==== Provided records ====

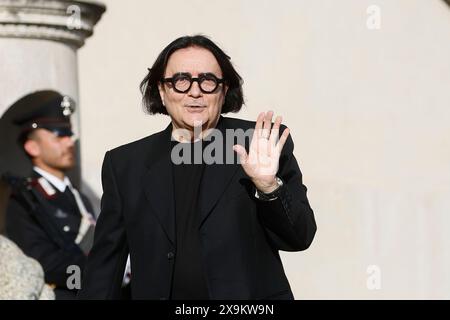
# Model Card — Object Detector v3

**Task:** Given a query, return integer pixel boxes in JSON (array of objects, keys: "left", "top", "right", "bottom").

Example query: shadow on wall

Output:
[{"left": 0, "top": 90, "right": 100, "bottom": 224}]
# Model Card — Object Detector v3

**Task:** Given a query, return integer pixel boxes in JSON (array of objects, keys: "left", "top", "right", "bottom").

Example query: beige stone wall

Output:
[
  {"left": 78, "top": 0, "right": 450, "bottom": 299},
  {"left": 0, "top": 39, "right": 79, "bottom": 113}
]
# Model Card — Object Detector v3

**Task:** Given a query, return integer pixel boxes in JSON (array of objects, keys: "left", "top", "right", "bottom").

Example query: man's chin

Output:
[
  {"left": 59, "top": 161, "right": 75, "bottom": 171},
  {"left": 184, "top": 117, "right": 207, "bottom": 130}
]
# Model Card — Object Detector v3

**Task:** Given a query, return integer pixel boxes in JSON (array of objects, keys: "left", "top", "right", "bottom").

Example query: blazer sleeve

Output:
[
  {"left": 255, "top": 128, "right": 317, "bottom": 252},
  {"left": 78, "top": 151, "right": 129, "bottom": 299}
]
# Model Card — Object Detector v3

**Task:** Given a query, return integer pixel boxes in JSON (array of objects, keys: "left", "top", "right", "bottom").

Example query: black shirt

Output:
[{"left": 170, "top": 139, "right": 209, "bottom": 299}]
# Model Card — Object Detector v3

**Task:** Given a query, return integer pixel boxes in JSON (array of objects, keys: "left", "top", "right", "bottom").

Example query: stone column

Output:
[{"left": 0, "top": 0, "right": 105, "bottom": 188}]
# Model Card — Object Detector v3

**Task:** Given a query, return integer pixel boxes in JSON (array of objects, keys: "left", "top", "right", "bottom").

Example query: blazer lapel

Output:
[
  {"left": 141, "top": 118, "right": 245, "bottom": 239},
  {"left": 199, "top": 117, "right": 240, "bottom": 227},
  {"left": 142, "top": 123, "right": 176, "bottom": 245}
]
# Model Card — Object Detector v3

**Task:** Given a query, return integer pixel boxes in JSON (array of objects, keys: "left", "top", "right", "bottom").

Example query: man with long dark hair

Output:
[{"left": 79, "top": 35, "right": 316, "bottom": 300}]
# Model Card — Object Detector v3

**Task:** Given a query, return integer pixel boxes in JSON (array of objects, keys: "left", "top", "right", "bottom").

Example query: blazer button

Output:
[
  {"left": 167, "top": 252, "right": 174, "bottom": 260},
  {"left": 63, "top": 225, "right": 70, "bottom": 232}
]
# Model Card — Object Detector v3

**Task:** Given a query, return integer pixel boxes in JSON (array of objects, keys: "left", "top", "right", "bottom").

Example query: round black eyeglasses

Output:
[{"left": 162, "top": 73, "right": 225, "bottom": 94}]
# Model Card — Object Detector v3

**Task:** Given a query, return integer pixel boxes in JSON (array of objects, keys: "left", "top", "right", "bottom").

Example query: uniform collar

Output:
[{"left": 33, "top": 166, "right": 72, "bottom": 192}]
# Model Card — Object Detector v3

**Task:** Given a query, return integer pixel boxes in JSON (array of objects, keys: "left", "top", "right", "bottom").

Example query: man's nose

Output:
[
  {"left": 188, "top": 80, "right": 202, "bottom": 97},
  {"left": 61, "top": 136, "right": 75, "bottom": 147}
]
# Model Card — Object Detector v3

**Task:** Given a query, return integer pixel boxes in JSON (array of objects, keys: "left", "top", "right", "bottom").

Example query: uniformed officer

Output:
[{"left": 5, "top": 91, "right": 96, "bottom": 300}]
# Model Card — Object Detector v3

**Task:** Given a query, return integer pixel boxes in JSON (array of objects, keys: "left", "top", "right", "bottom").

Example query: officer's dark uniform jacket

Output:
[{"left": 5, "top": 170, "right": 95, "bottom": 299}]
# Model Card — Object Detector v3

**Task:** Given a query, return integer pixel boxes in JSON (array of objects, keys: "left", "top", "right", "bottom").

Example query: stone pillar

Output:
[{"left": 0, "top": 0, "right": 105, "bottom": 188}]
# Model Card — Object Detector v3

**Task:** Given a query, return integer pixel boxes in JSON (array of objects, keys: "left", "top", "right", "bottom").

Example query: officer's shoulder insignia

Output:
[{"left": 34, "top": 177, "right": 57, "bottom": 199}]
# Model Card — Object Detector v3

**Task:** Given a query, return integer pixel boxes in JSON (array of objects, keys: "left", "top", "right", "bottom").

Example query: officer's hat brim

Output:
[{"left": 12, "top": 90, "right": 76, "bottom": 140}]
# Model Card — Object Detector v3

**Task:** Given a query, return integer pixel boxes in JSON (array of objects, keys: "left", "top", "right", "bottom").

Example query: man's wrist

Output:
[
  {"left": 254, "top": 176, "right": 284, "bottom": 201},
  {"left": 253, "top": 177, "right": 278, "bottom": 193}
]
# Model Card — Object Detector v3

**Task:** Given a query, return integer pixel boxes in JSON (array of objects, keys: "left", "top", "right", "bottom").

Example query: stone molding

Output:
[{"left": 0, "top": 0, "right": 105, "bottom": 48}]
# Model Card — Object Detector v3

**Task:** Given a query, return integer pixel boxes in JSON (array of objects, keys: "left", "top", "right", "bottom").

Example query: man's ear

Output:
[
  {"left": 158, "top": 82, "right": 166, "bottom": 106},
  {"left": 23, "top": 139, "right": 40, "bottom": 158},
  {"left": 221, "top": 85, "right": 229, "bottom": 106}
]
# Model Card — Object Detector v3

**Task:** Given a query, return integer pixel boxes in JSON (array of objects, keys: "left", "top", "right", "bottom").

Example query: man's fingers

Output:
[
  {"left": 255, "top": 112, "right": 265, "bottom": 136},
  {"left": 269, "top": 116, "right": 282, "bottom": 144},
  {"left": 233, "top": 144, "right": 248, "bottom": 164},
  {"left": 277, "top": 127, "right": 290, "bottom": 152},
  {"left": 262, "top": 111, "right": 273, "bottom": 138}
]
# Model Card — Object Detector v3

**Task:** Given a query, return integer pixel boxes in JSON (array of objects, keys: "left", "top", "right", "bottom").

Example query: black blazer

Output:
[
  {"left": 6, "top": 171, "right": 94, "bottom": 299},
  {"left": 78, "top": 116, "right": 316, "bottom": 300}
]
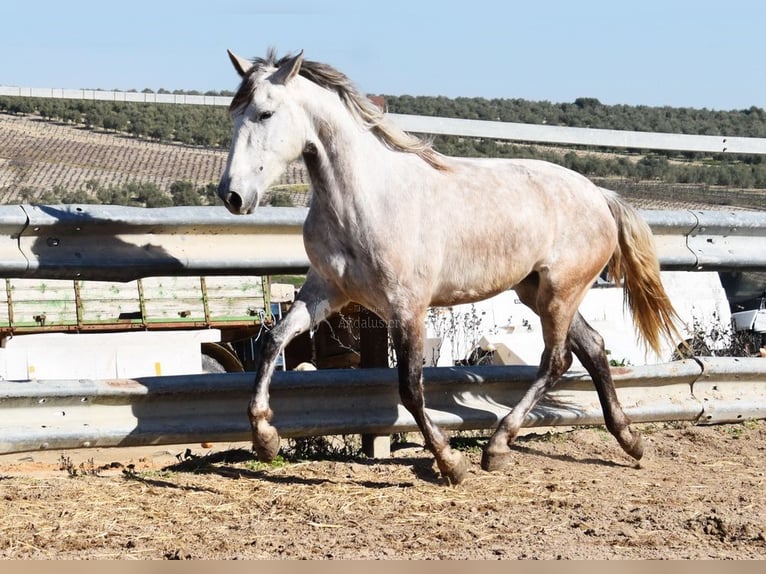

====

Your task: Print the entries above exactly, leaving pictures out.

Exercise answer:
# Model Card — Object Detector v3

**Task:** Given a query, return integer pixel boxes in JSON (array of objects, keys: "left", "top", "right", "bottom").

Example query: shadow on wall

Output:
[{"left": 0, "top": 90, "right": 100, "bottom": 224}]
# Model Card — Object Detector v3

**Task:** Given a query, return integer pixel boxes in JSON (array of objects, keys: "left", "top", "right", "bottom").

Example query: beige stone wall

Output:
[
  {"left": 78, "top": 0, "right": 450, "bottom": 299},
  {"left": 0, "top": 39, "right": 79, "bottom": 113}
]
# Model Card — Object Detector v3

**Task:** Given a query, return integer pixel boxes in JSON (array of objects, keys: "left", "top", "right", "bottom").

Example query: man's chin

Output:
[
  {"left": 59, "top": 161, "right": 75, "bottom": 171},
  {"left": 184, "top": 117, "right": 207, "bottom": 130}
]
# Model Card — Object Detector v3

**Task:** Given a query, return integer pixel boxes in JSON (array of objects, keys: "left", "top", "right", "bottom").

Example query: blazer sleeve

Output:
[
  {"left": 255, "top": 128, "right": 317, "bottom": 252},
  {"left": 78, "top": 151, "right": 129, "bottom": 299}
]
# Model Card — Object Detector v3

**Task:** Given a query, return integer pixel boxes in JSON (array of objects, keys: "left", "top", "right", "bottom").

Example query: black shirt

Output:
[{"left": 170, "top": 139, "right": 209, "bottom": 299}]
# Model Card — Object Detector v3

**Task:** Given a query, return integer pixel boxes in JSON (array of objects, keys: "left", "top", "right", "bottom").

Example query: stone column

Output:
[{"left": 0, "top": 0, "right": 105, "bottom": 188}]
# Model Card — Object Detector v3

**Task:** Given a query, return integer pixel boxes in JSON (array of objects, keys: "left", "top", "right", "bottom").

Example query: blazer lapel

Output:
[
  {"left": 141, "top": 118, "right": 245, "bottom": 239},
  {"left": 199, "top": 117, "right": 240, "bottom": 227},
  {"left": 142, "top": 123, "right": 176, "bottom": 245}
]
# Model Card — Object Detector v3

**Task:** Given a query, return integer pixel boxes in JSON (array of objects, keys: "left", "top", "right", "bottom").

Example query: man with long dark hair

Output:
[{"left": 79, "top": 35, "right": 316, "bottom": 300}]
# Model Card — Object Detector v3

**Task:** Given a query, return integer pixel boxes in JSON (array of objects, keys: "left", "top", "right", "bottom").

Example query: blazer button

Output:
[
  {"left": 167, "top": 252, "right": 174, "bottom": 260},
  {"left": 63, "top": 225, "right": 70, "bottom": 232}
]
# Model Card — Object Detector v3

**Task:** Given a query, return integer pixel boxes in JSON (array of objects, keys: "left", "top", "right", "bottom").

Example query: round black eyeglasses

Output:
[{"left": 162, "top": 73, "right": 225, "bottom": 94}]
# Model Card — Object Detector v3

**Task:** Given a query, return integer pixel boxes in JSON (array of objects, keys: "left", "top", "right", "bottom").

Example query: uniform collar

Output:
[{"left": 33, "top": 166, "right": 72, "bottom": 192}]
# Model Card — Object Detector v3

**Task:** Given a query, return integer pixel boxes in JSON (array of objects, keys: "left", "top", "right", "bottom").

Example query: man's nose

Output:
[
  {"left": 188, "top": 80, "right": 202, "bottom": 97},
  {"left": 61, "top": 136, "right": 75, "bottom": 147}
]
# Model Card — Object Detector v3

**Task:** Given a query, return integer pixel boxes in JSON (array of objects, keys: "left", "top", "right", "bottom").

Example query: uniformed officer

Output:
[{"left": 5, "top": 91, "right": 96, "bottom": 300}]
# Model Card — Object Detector v3

**Task:** Given a query, return integer pixel boxes in JSON (array of objects, keys: "left", "top", "right", "bottom").

Example query: officer's dark uniform jacket

Output:
[{"left": 5, "top": 170, "right": 95, "bottom": 299}]
# Model Card — Object Detector v3

**Task:** Given a query, return integer pixel boxes in JSON (array of objects, keys: "left", "top", "right", "bottom").

Example query: stone pillar

Output:
[{"left": 0, "top": 0, "right": 105, "bottom": 188}]
# Model Card — Object Detector v3

**Task:** Given a query, return integer pixel boxes in JSON (array of objects, keys: "left", "top", "right", "bottom").

Example query: officer's shoulder insignia

Output:
[{"left": 34, "top": 177, "right": 57, "bottom": 199}]
# Model Card — Object Detector v3

**Task:** Given a query, return integer pixel boxes in JSON (array of objects, keys: "left", "top", "right", "bottom").

Example query: officer's hat brim

Output:
[{"left": 12, "top": 90, "right": 76, "bottom": 140}]
# Model Card — Object Detector v3

**Task:** Given a query, return integer pixel boxes in JSON (array of objects, keys: "left", "top", "right", "bottom").

Example query: man's wrist

Output:
[
  {"left": 254, "top": 176, "right": 284, "bottom": 201},
  {"left": 253, "top": 177, "right": 278, "bottom": 193}
]
# Model Card — Object Detector v3

**Task:** Given a query, return integer pixel boxes in JSON (array of objects, keys: "left", "top", "right", "bottom").

Example query: stone molding

Output:
[{"left": 0, "top": 0, "right": 105, "bottom": 48}]
# Model Card — Object Detector v3

**Task:** Given a query, return integer pixel boxes in JSON (array of objects, keys: "left", "top", "right", "bottom").

Example query: man's ear

Output:
[
  {"left": 158, "top": 82, "right": 166, "bottom": 106},
  {"left": 23, "top": 139, "right": 40, "bottom": 158},
  {"left": 221, "top": 85, "right": 229, "bottom": 106}
]
# Model Card — Object Detector v3

**Task:** Given a query, return integer pixel boxes in JSON (array of objects, keys: "left", "top", "right", "bottom").

Example query: man's fingers

Output:
[
  {"left": 255, "top": 112, "right": 265, "bottom": 136},
  {"left": 269, "top": 116, "right": 282, "bottom": 144},
  {"left": 233, "top": 144, "right": 248, "bottom": 164},
  {"left": 277, "top": 127, "right": 290, "bottom": 152},
  {"left": 262, "top": 111, "right": 273, "bottom": 138}
]
# Model Card — Object Detector v3

**Task:** Given a query, return integer pixel boxes in JSON (array of objects, keys: "left", "top", "right", "bottom").

Example query: black blazer

Output:
[
  {"left": 6, "top": 171, "right": 94, "bottom": 299},
  {"left": 78, "top": 116, "right": 316, "bottom": 300}
]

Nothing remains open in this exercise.